# PASSAGE GIVEN
----------

This past Friday, I spent the afternoon at Crockett Johnson’s house – 74 Rowayton Avenue (Rowayton, Connecticut), where he and Ruth Krauss lived from 1945 to 1973. Though I wrote their biography and had seen (and photographed) the house from the outside, I’d never been inside. I’ve seen all of their homes from the outside, but – hesitant to intrude on residents’ privacy – not actually been into the homes themselves. Since I was in town to give a talk that evening, Gil and Kim Kernan (the current owners) kindly invited me to spend some time in their home. My visit was one of the happiest events occasioned by my Johnson-Krauss biography.
The experience put me in mind of Richard McGuire’s innovative six-page comic, “Here” (1989, and forthcoming in a new book-length version later this year), in that I was aware of multiple moments in time. Building upon comics’ ability to spatialize time, “Here” presents many moments simultaneously – all of which take place in the space occupied by a single room. McGuire displays scenes from 1957, and from later and earlier years; across the course of the comic, you piece together some of the lives of those who passed through the place. (Click on pictures for a larger image.)

----------

# GIVEN DATA
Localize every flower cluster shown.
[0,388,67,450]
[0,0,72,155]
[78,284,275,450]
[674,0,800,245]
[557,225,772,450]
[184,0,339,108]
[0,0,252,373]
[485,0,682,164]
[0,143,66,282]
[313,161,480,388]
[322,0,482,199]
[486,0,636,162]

----------

# PROBLEMS
1) In the passage about visiting the Rowayton house, during which years did Crockett Johnson and Ruth Krauss live at 74 Rowayton Avenue?
2) Pick up the passage about visiting Crockett Johnson's Rowayton house from its last sentence and go on with it.

# TASK-BY-TASK RESULTS
1) From 1945 to 1973.

2)
Upstairs at 74 Rowayton Ave., standing in the front bedroom, I thought: this is where Maurice Sendak stayed, when he came up from New York City on the weekends, to work on Ruth’s books. Downstairs, I sat out on the front porch where, in 1951 and 1952, he and Ruth worked on A Hole Is to Dig – and Dave (a.k.a. Crockett Johnson) refereed. Thanks to Nina Stagakis’ sketch (drawn from memory) of the first-floor layout, I could see exactly where, in the front room, sixty years ago, Dave sat while he created dummies for Harold and the Purple Crayon, and noticed that he could easily have looked over his shoulder and seen eight-year-old Nina, at her desk, drawing. When she was eight, her father died. She and her mother Phyllis Rowand – who were already friends and neighbors – grew even closer to Dave and Ruth. Dave built her a Nina-sized desk, and put it in his office, allowing her to draw at her desk while he drew at his. Shortly after, Dave began working on Harold and the Purple Crayon.
While drawing Harold and the Purple Crayon, if Dave looked up from his desk and out the front window, he faced not only water (a key plot element in the book), but boats (another key element). I don’t know how much of Harold he created during daylight hours (like Harold himself, Dave often worked at night), but the windows of his office looked out onto the Five Mile River, where he docked his own boat. Today, construction partially obscures the view, but in 1954 he had a clear sight line.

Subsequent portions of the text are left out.